**Provided text**
>>>>>

Hunt said that smart people generally know how little they know. Cooper is smart but doesn’t think he knows everything, Hunt said.
Cooper defeated incumbent Republican Gov. Pat McCrory in a squeaker election in 2016. McCrory considered challenging Forest in the 2020 Republican gubernatorial primary, but decided he “just wasn’t ready to re-enter the field,” he said in a recent phone interview with The News & Observer. McCrory hosts a radio show.
He told The N&O he thought in the first month of the pandemic that Trump and all the governors would just be winging it.
“All leaders at the federal and state level are dealing with things that they never have before,” McCrory said in a phone interview.
“My constructive criticism is he has been secretive, not quite transparent and has gone solo. It didn’t seem to be a team approach except maybe with Mandy Cohen,” he said. McCrory also said there is an inconsistent policy, like allowing certain businesses to open while keeping places like gyms closed.
“I think everything should be open with guidelines. With reasonable and clear guidelines, and an inclusive team being involved in those decisions,” he said. McCrory wants both the public and private sector at the table in public meetings to decide executive orders.
“The major focus from the very beginning should be protecting those most vulnerable from dying from this virus,” McCrory said. He said resources should target nursing homes and those with underlying conditions like obesity or diabetes, and that restrictions should be directed at them.
Lifting restrictions
Cooper told The N&O that making decisions on executive orders “isn’t about making people happy,” but rather protecting the health and safety of North Carolinians.
When the General Assembly made its first round of decisions on how to spend federal CARES Act funding for COVID-19 relief, Cooper was joined by House and Senate leaders from both parties. His decisions in the spring received bipartisan support.
But the state legislature’s summer session included reopening bill after reopening bill — which Cooper vetoed — and calls from Republican Council of State members for more transparency and a say in decisions. Forest, Cooper’s Republican opponent for governor, filed a lawsuit over the orders. But a Superior Court judge decided against Forest, and Forest dropped the lawsuit.
Republicans in the state legislature have balked at finding out about the latest executive orders when everyone else does, too. On the Council of State, Republican members have asked for more briefings and discussions. State Treasurer Dale Folwell invited other council members to meet in person, socially distant, even though Cooper’s office planned the meetings to be remote only. State Superintendent Mark Johnson joined Folwell for the July meeting.

<<<<<

**Raw data**

>>>>>

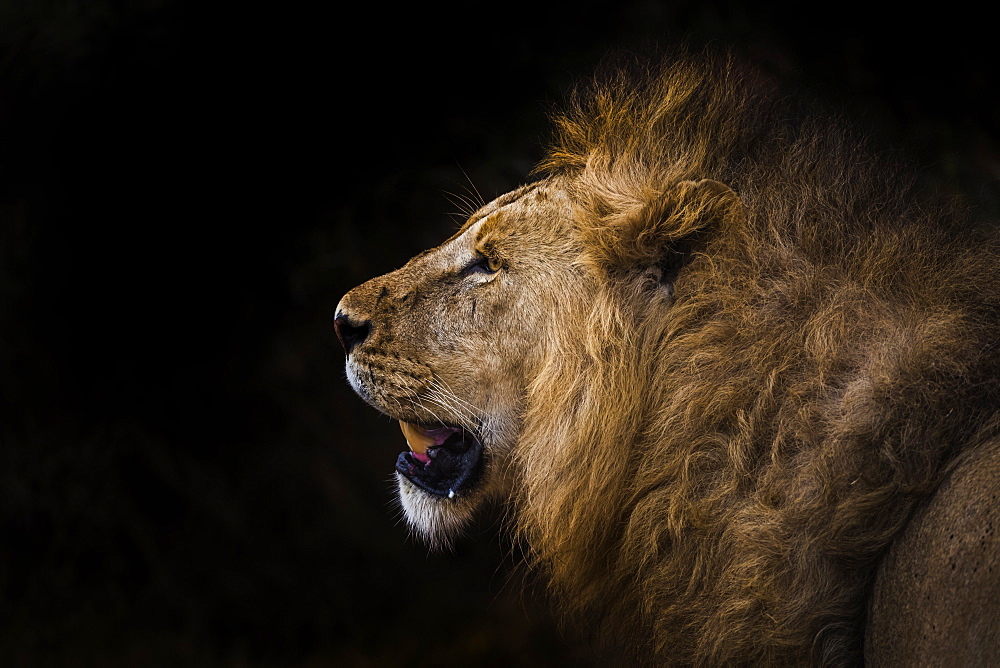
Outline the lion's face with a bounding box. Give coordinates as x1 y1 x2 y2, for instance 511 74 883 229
336 181 587 544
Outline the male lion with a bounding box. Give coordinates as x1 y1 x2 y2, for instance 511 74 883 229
335 57 1000 664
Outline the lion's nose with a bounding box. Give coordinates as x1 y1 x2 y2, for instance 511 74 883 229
333 311 372 355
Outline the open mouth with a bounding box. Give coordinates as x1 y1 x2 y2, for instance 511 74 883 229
396 420 483 499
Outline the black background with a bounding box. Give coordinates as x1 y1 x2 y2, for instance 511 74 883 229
0 0 1000 666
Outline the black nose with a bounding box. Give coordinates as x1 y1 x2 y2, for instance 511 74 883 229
333 313 372 354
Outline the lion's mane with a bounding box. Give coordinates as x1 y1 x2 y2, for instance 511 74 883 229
514 57 1000 664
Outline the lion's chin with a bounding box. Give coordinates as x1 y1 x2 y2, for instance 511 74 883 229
396 472 482 550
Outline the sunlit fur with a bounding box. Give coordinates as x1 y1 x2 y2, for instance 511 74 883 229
343 57 1000 665
514 52 1000 665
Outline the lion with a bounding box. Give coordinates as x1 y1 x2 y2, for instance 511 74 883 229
335 54 1000 665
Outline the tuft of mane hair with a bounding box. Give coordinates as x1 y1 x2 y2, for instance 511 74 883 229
513 55 1000 665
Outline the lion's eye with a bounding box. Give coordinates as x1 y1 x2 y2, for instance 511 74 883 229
463 255 503 274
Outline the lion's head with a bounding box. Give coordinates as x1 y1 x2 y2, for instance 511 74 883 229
335 180 594 545
336 52 1000 664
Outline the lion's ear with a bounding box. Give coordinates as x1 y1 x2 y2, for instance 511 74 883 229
589 179 746 282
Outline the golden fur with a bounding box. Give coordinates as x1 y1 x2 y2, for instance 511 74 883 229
342 51 1000 665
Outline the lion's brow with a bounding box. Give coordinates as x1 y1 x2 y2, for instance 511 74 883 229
458 183 541 235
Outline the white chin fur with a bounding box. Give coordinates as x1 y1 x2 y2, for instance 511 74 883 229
396 473 479 549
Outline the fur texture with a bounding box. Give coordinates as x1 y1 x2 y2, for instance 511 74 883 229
515 54 1000 664
342 52 1000 665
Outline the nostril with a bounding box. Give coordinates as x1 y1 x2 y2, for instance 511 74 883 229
333 313 372 354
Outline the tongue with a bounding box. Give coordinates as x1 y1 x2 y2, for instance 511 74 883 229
399 420 458 464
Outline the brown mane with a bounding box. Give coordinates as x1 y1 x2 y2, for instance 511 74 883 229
514 52 1000 664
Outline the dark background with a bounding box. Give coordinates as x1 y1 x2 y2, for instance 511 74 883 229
0 0 1000 666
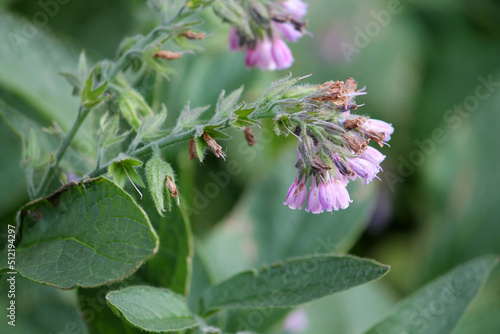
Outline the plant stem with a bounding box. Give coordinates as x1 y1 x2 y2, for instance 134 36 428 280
34 17 182 198
34 106 90 198
88 110 274 178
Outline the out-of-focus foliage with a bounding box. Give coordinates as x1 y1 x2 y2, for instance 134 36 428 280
0 0 500 334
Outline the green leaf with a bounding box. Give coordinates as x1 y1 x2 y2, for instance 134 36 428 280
9 177 158 289
146 146 174 216
108 154 145 188
106 286 198 332
366 256 498 334
78 285 142 334
139 207 193 295
200 255 389 313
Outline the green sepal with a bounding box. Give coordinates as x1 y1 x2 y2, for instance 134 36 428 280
108 154 145 188
145 145 175 216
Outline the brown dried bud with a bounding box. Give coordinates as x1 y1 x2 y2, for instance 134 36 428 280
311 155 331 174
344 135 368 155
244 126 257 146
203 132 226 160
188 138 197 160
363 130 385 147
334 158 354 176
181 30 205 39
165 176 179 197
313 78 358 110
344 117 366 130
153 50 182 60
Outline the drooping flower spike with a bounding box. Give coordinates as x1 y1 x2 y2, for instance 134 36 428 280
229 0 307 71
284 78 394 214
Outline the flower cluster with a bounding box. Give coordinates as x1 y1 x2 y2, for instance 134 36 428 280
284 78 394 214
229 0 307 71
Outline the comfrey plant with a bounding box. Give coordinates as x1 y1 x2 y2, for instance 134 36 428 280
284 78 394 213
0 0 412 333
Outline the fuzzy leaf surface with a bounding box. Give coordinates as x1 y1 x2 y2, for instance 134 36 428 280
10 177 158 289
201 255 389 312
106 286 198 332
366 256 498 334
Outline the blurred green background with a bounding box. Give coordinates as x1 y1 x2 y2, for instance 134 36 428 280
0 0 500 333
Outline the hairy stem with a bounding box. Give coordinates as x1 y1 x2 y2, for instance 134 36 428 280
88 110 273 178
34 15 186 198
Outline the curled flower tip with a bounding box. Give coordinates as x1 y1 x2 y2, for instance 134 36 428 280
361 129 385 147
359 146 385 168
181 30 205 39
273 19 304 42
279 0 307 20
333 179 352 211
334 155 354 177
306 177 325 214
361 118 394 141
244 126 257 146
347 158 380 185
318 174 336 212
188 138 197 160
283 175 307 210
203 132 226 160
311 155 331 174
342 117 366 130
245 36 294 71
153 50 182 60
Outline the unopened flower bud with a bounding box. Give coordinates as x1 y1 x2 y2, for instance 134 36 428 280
181 30 205 39
344 135 368 155
153 50 182 60
203 132 226 160
188 138 197 160
363 130 385 147
244 126 257 146
343 117 366 130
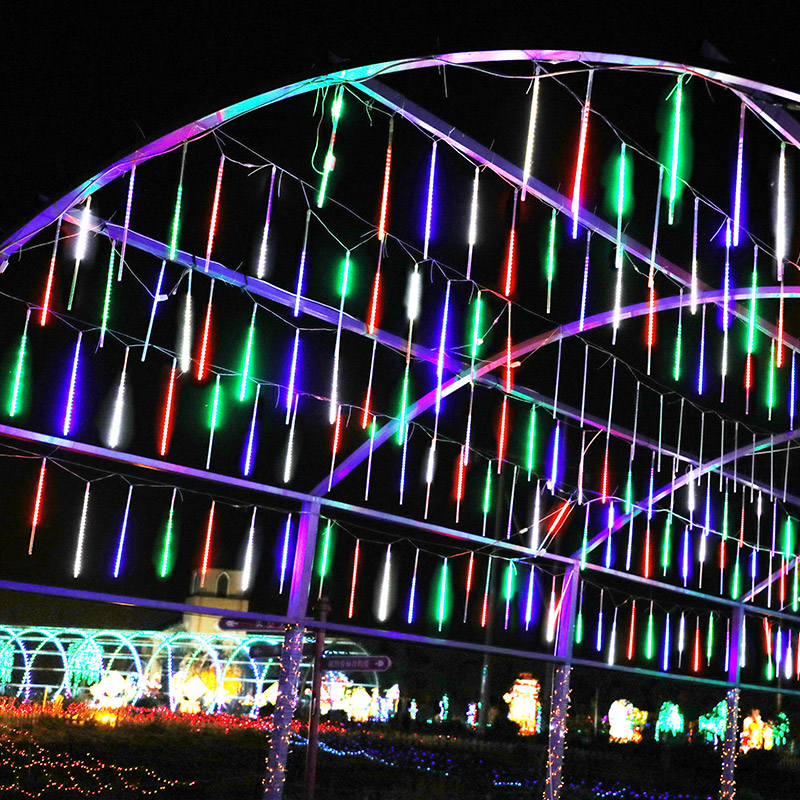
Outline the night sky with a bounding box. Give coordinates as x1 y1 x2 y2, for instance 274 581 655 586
0 2 800 720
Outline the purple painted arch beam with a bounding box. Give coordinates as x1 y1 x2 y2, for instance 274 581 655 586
6 49 800 262
312 286 800 499
66 208 800 505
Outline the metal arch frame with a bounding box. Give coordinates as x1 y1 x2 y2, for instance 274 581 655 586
54 203 800 506
311 287 800 505
0 49 800 263
25 627 69 697
57 208 800 506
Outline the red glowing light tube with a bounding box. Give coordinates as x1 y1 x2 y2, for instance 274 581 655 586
378 117 394 242
197 278 214 381
203 155 225 272
28 458 47 555
347 539 361 619
158 358 178 456
200 500 217 586
39 217 62 327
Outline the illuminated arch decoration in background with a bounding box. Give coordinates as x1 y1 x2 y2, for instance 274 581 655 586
0 627 377 711
0 51 800 800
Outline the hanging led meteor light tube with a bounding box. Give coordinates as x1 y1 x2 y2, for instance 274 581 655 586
114 485 133 578
197 278 215 381
61 331 83 436
108 347 130 454
531 481 542 553
608 606 619 666
456 445 466 524
547 209 556 314
142 259 166 360
317 85 344 208
286 328 300 425
667 75 683 225
545 575 558 643
328 406 342 492
28 458 47 555
39 217 63 327
594 589 606 653
203 154 225 272
467 167 478 280
158 489 178 586
97 239 117 347
178 270 192 374
242 506 258 597
464 550 475 625
292 208 311 317
239 303 258 403
158 358 178 457
497 395 510 475
8 308 31 417
67 195 92 311
200 500 216 591
72 481 92 578
571 69 594 239
422 139 438 261
260 164 277 280
661 611 671 672
481 556 494 628
504 561 514 631
436 556 447 633
278 514 294 594
520 72 540 202
378 117 394 242
364 417 378 502
697 306 706 394
775 142 787 281
672 289 683 382
434 281 454 422
503 194 518 297
647 166 664 375
242 383 261 478
283 397 299 483
406 547 418 625
377 544 392 622
690 195 700 316
328 255 352 425
525 564 536 631
733 103 746 247
346 536 361 619
775 281 783 369
361 339 378 430
580 230 592 332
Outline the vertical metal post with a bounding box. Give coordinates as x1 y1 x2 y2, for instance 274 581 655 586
544 561 580 800
264 502 319 800
306 595 331 800
719 605 744 800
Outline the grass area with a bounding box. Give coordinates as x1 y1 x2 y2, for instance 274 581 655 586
0 714 800 800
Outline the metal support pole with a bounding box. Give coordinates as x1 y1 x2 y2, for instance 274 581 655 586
719 689 739 800
306 595 331 800
544 563 580 800
719 606 744 800
264 502 319 800
264 625 303 800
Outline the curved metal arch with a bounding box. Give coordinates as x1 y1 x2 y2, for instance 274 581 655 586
91 630 143 684
19 628 69 697
222 637 268 687
0 625 31 700
311 286 800 496
572 428 800 564
0 50 800 262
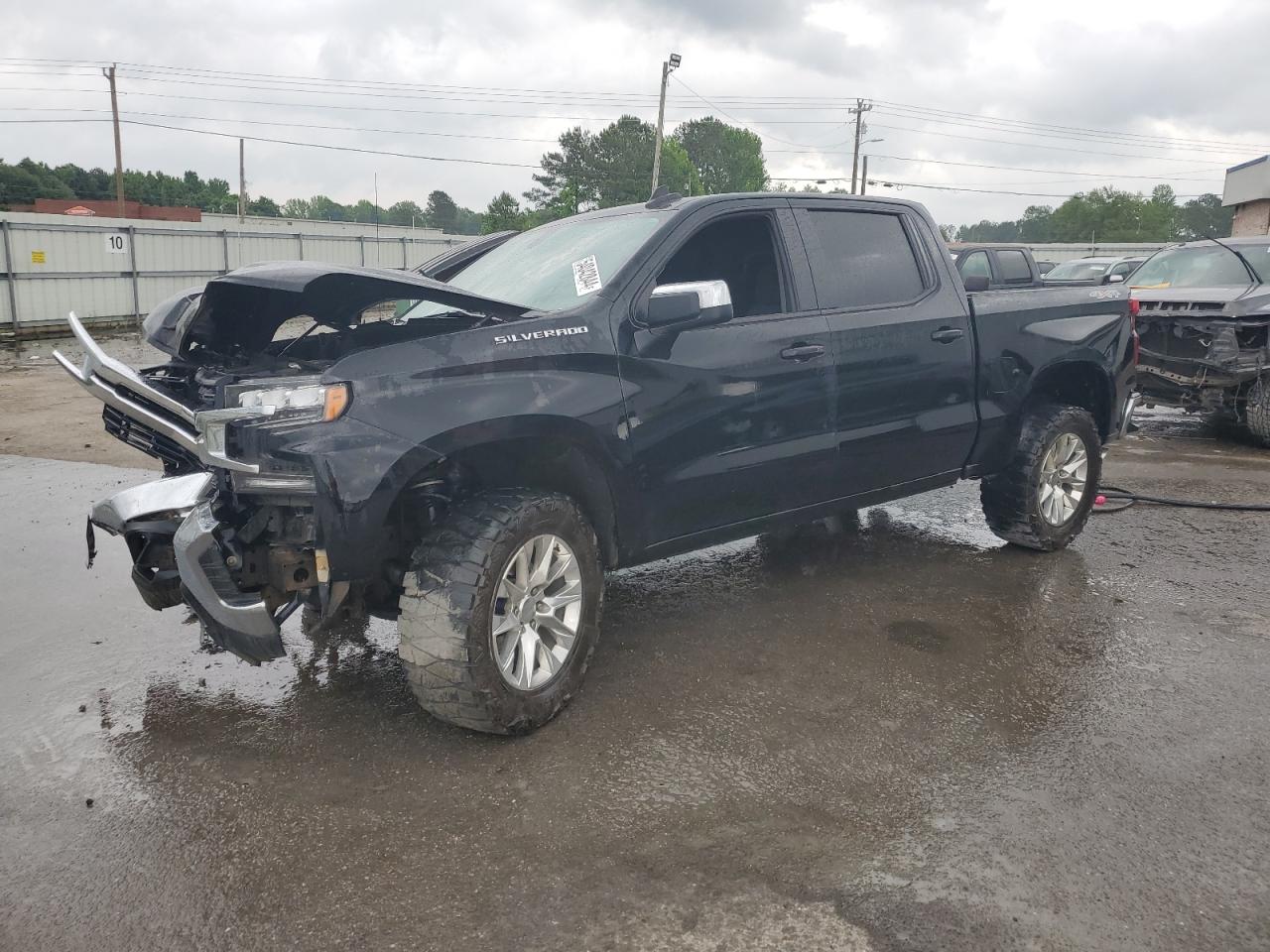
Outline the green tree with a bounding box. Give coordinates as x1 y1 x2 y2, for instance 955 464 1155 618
348 198 384 223
454 205 482 235
282 198 314 218
673 115 768 195
423 190 458 234
1175 193 1234 241
384 200 427 227
309 195 348 221
525 126 599 215
481 191 526 235
246 195 282 218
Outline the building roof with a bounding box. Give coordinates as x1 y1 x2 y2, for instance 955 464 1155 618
1221 155 1270 205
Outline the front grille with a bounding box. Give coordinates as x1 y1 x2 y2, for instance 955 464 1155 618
1138 322 1212 361
1139 300 1225 313
101 407 198 470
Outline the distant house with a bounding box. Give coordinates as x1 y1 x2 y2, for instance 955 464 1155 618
10 198 203 221
1221 155 1270 236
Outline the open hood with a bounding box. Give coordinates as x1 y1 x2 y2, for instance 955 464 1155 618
145 262 531 357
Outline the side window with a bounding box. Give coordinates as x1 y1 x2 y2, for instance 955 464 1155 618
657 214 785 317
956 251 992 281
807 208 926 307
997 251 1031 285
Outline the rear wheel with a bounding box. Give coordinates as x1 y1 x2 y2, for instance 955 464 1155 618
1243 377 1270 447
399 490 603 734
979 404 1102 552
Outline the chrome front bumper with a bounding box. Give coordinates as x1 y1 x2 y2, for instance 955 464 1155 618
54 311 272 473
1116 394 1142 439
89 472 286 663
173 502 286 663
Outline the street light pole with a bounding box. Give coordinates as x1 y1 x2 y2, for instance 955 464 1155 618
649 54 681 196
851 99 872 195
101 63 123 218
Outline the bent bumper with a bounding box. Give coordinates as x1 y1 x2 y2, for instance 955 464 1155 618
54 312 272 473
173 502 286 663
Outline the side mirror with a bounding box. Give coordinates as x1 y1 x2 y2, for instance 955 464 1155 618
645 281 733 327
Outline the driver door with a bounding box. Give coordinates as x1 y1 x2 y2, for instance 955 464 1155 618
616 199 837 545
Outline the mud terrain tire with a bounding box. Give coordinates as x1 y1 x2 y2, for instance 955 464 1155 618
399 490 603 734
979 403 1102 552
1243 376 1270 447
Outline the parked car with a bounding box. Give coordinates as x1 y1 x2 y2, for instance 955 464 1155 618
949 244 1042 291
1131 235 1270 445
1044 258 1147 287
58 194 1133 733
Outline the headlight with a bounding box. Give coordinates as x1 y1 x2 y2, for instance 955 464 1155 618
233 380 352 421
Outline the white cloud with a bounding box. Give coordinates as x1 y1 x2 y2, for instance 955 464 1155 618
0 0 1270 222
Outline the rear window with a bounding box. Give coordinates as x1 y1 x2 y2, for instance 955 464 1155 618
956 251 992 281
997 251 1031 282
808 209 925 307
1045 259 1111 281
1129 242 1270 289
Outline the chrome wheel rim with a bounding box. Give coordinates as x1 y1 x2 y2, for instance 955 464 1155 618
490 536 581 690
1038 432 1089 526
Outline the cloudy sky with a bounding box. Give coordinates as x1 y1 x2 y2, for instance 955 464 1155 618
0 0 1270 223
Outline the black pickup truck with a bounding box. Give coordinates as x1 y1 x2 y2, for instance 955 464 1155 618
59 194 1135 733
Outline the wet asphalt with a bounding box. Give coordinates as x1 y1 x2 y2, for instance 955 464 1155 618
0 414 1270 952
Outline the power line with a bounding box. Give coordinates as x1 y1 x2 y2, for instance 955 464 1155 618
0 107 559 145
767 149 1211 181
672 76 849 149
876 99 1270 149
0 58 1270 149
884 108 1256 155
109 119 539 169
872 122 1229 167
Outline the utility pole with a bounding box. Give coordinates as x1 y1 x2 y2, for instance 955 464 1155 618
649 54 682 198
101 63 123 218
851 99 872 195
239 139 246 222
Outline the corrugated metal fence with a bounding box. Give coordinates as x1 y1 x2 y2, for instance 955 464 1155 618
0 216 464 337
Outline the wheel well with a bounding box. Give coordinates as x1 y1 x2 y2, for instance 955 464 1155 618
398 436 618 567
1030 362 1111 439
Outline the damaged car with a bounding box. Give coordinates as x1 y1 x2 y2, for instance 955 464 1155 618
59 193 1134 734
1130 235 1270 447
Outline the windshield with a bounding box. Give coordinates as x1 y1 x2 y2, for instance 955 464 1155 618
1045 260 1111 281
400 213 662 317
1131 240 1270 289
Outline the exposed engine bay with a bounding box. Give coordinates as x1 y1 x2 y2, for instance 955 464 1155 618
55 263 528 662
1138 302 1270 412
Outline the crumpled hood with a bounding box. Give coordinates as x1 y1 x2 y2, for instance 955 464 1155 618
144 262 531 357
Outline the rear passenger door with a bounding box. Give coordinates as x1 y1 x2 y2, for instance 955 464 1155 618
617 198 837 544
794 198 976 495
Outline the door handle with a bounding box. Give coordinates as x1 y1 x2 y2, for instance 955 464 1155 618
781 344 825 361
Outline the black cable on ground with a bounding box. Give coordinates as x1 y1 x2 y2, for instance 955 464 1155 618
1093 486 1270 513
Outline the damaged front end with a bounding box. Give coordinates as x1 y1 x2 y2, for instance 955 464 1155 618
1135 292 1270 416
55 263 526 663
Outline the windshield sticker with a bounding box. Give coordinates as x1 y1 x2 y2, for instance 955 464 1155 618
572 255 599 298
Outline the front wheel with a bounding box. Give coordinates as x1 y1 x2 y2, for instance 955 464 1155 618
979 404 1102 552
1243 376 1270 447
399 490 603 734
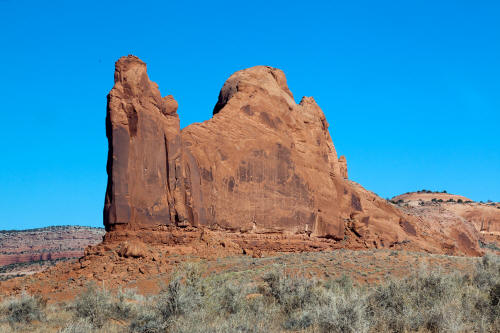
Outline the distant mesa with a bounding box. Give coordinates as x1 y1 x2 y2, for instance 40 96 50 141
104 56 488 255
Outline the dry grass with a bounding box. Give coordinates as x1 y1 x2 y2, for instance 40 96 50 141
0 251 500 333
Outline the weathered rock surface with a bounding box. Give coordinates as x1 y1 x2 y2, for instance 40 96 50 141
392 191 500 253
104 56 479 253
0 226 104 266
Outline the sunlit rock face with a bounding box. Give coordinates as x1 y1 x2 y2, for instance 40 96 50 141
104 56 484 252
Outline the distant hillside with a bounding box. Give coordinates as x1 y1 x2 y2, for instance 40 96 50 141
390 190 500 253
0 226 105 280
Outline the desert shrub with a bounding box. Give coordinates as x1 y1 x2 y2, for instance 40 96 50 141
59 319 94 333
70 283 112 328
0 294 46 327
317 293 370 333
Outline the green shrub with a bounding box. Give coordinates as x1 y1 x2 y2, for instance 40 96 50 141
70 283 112 328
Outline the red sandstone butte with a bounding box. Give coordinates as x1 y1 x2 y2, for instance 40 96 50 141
104 56 480 255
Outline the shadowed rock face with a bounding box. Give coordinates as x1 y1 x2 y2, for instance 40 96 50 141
104 56 477 253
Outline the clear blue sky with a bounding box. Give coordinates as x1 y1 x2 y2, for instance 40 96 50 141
0 0 500 229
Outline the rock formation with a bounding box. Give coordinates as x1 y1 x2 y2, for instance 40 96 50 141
339 155 348 179
104 56 477 253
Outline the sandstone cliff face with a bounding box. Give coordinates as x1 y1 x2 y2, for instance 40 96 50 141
104 56 186 230
104 56 484 253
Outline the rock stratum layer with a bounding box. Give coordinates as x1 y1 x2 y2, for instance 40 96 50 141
104 56 480 255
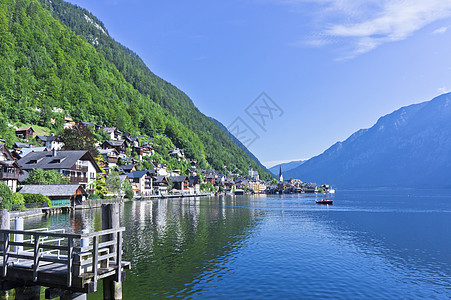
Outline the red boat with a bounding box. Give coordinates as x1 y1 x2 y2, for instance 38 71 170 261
316 199 334 205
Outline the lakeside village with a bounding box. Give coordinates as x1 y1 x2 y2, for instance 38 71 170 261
0 118 334 209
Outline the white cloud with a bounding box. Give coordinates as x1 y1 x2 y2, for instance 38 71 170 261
438 86 451 94
279 0 451 59
432 26 448 34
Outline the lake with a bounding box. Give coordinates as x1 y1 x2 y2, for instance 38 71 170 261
25 190 451 299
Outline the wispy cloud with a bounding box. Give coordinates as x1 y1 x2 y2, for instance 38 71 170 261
438 86 451 94
432 27 448 34
281 0 451 59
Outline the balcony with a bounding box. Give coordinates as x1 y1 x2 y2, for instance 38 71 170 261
0 171 19 180
69 165 88 172
66 176 88 183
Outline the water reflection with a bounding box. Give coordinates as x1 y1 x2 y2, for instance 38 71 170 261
22 191 451 299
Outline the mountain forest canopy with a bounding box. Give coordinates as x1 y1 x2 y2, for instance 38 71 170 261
0 0 270 179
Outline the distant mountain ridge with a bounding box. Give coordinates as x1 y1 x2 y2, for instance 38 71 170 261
269 160 307 176
284 93 451 188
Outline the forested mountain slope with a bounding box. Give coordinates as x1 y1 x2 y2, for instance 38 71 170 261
211 118 270 178
0 0 270 177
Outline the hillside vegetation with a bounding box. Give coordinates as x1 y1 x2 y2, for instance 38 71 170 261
284 94 451 188
0 0 270 178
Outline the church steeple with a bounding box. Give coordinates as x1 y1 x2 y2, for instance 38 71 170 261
279 166 283 182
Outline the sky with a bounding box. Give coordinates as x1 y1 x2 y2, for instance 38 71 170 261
69 0 451 167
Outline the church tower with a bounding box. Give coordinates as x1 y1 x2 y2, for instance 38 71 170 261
279 166 283 183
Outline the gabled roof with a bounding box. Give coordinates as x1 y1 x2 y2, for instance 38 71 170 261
169 176 187 182
16 126 34 131
120 164 136 173
14 142 32 148
0 144 14 160
17 150 100 172
20 184 88 197
16 146 47 158
36 135 59 142
97 148 119 155
154 175 167 184
104 140 127 147
103 127 116 133
125 170 151 179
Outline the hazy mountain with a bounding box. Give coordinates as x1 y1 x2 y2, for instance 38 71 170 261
269 160 306 176
284 94 451 188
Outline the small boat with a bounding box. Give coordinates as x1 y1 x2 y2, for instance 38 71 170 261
316 199 334 205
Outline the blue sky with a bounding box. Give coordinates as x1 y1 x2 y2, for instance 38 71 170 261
70 0 451 166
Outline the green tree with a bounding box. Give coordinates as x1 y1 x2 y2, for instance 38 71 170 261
12 193 25 210
0 181 13 210
105 170 122 195
24 169 69 184
61 124 97 157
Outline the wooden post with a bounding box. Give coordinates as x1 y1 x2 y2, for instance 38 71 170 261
0 209 11 299
102 203 122 300
60 292 88 300
15 285 41 300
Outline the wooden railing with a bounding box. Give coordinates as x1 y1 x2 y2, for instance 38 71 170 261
0 171 19 179
0 227 129 290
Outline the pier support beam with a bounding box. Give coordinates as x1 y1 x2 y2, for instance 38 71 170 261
102 203 122 300
103 278 122 300
14 285 41 300
0 210 11 299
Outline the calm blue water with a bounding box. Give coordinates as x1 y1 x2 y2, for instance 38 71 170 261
26 190 451 299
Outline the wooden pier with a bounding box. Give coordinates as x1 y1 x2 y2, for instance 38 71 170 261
0 205 130 299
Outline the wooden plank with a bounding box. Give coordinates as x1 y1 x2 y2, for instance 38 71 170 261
2 232 9 277
81 227 125 238
92 236 99 290
9 241 67 251
116 231 122 282
67 237 74 287
0 229 80 239
33 234 41 282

<<<<<

**Work task 1**
Condense the paragraph of the article on Cooper's pandemic orders that begins "Republicans in the state legislature have balked" into a bulleted list, keeping its main facts.
**Work task 2**
Reproduce the passage of the article on Cooper's pandemic orders between "But the state" and "the July meeting.", inclusive.
The lines play no part in this work.

**Task solution 1**
- Republican state legislators have objected to learning of the latest executive orders at the same time as everyone else.
- Republican members of the Council of State have asked for more briefings and discussions.
- State Treasurer Dale Folwell invited other council members to meet in person, socially distant, although Cooper's office planned the meetings to be remote only.
- State Superintendent Mark Johnson joined Folwell for the July meeting.

**Task solution 2**
But the state legislature’s summer session included reopening bill after reopening bill — which Cooper vetoed — and calls from Republican Council of State members for more transparency and a say in decisions. Forest, Cooper’s Republican opponent for governor, filed a lawsuit over the orders. But a Superior Court judge decided against Forest, and Forest dropped the lawsuit.
Republicans in the state legislature have balked at finding out about the latest executive orders when everyone else does, too. On the Council of State, Republican members have asked for more briefings and discussions. State Treasurer Dale Folwell invited other council members to meet in person, socially distant, even though Cooper’s office planned the meetings to be remote only. State Superintendent Mark Johnson joined Folwell for the July meeting.